Rechtliches Fehlkonstrukt

Der Paragraph 219a sollte fallen, um den 218 zu retten
Foto: Rolf Zöllner

Die Ampelkoalition hat vor, den umstrittenen Paragraph 219a abzuschaffen. Bisher waren die Kirchen eher dagegen. zeitzeichen-Redakteur Philipp Gessler ist klar dafür, denn der 219a sei ein „gesetzliches Ungetüm“.

„Das verspricht tatsächlich auch eine innerkirchliche Auseinandersetzung, aber der müssen wir uns stellen“, sagte Martin Dutzmann, Bevollmächtigter des Rates der Evangelischen Kirche in Deutschland (EKD), kürzlich dem Deutschlandfunk. Es ging um die von der Ampelkoalition geplante Abschaffung des Paragraphen 219a, also das so genannte Werbeverbot für einen Schwangerschaftsabbruch.

**Ausgangsdaten**
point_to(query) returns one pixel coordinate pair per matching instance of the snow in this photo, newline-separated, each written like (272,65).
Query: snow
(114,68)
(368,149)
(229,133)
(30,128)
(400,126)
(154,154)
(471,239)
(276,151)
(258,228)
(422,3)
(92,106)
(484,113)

...

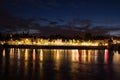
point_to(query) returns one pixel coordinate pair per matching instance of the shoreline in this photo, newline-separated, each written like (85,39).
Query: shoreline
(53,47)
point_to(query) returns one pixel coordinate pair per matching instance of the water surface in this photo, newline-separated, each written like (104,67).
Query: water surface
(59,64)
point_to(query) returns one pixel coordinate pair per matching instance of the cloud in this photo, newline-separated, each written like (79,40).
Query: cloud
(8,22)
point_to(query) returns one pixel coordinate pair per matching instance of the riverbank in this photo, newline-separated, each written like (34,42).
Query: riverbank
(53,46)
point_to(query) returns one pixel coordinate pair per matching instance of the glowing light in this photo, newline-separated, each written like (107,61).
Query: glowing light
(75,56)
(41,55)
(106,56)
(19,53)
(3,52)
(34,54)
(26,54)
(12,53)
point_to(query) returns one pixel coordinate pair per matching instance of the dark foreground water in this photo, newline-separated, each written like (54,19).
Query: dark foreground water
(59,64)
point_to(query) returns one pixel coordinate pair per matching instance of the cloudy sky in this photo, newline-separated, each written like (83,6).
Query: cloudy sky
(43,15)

**Aufgaben**
• a. Gib den Abschnitt des Lesetextes von „Die Ampelkoalition hat“ bis „für einen Schwangerschaftsabbruch.“ wortgetreu wieder.
• b. Prüfe anhand des Lesetextes, ob die folgenden Aussagen zutreffen, und belege jede Antwort mit einem wörtlichen Zitat: (i) Die Ampelkoalition plant, Paragraph 219a abzuschaffen. (ii) Die Kirchen waren bisher eher für eine Abschaffung. (iii) Martin Dutzmann äußerte sich gegenüber dem Deutschlandfunk.
• c. Wie nennt Philipp Gessler laut Lesetext den Paragraphen 219a?
Die Zeilen werden hierfür nicht gebraucht.

**Lösungen**
• a.
Die Ampelkoalition hat vor, den umstrittenen Paragraph 219a abzuschaffen. Bisher waren die Kirchen eher dagegen. zeitzeichen-Redakteur Philipp Gessler ist klar dafür, denn der 219a sei ein „gesetzliches Ungetüm“.

„Das verspricht tatsächlich auch eine innerkirchliche Auseinandersetzung, aber der müssen wir uns stellen“, sagte Martin Dutzmann, Bevollmächtigter des Rates der Evangelischen Kirche in Deutschland (EKD), kürzlich dem Deutschlandfunk. Es ging um die von der Ampelkoalition geplante Abschaffung des Paragraphen 219a, also das so genannte Werbeverbot für einen Schwangerschaftsabbruch.

• b.
(i) Ja: „Die Ampelkoalition hat vor, den umstrittenen Paragraph 219a abzuschaffen.“
(ii) Nein: „Bisher waren die Kirchen eher dagegen.“
(iii) Ja: „sagte Martin Dutzmann, Bevollmächtigter des Rates der Evangelischen Kirche in Deutschland (EKD), kürzlich dem Deutschlandfunk“

• c. Ein „gesetzliches Ungetüm“.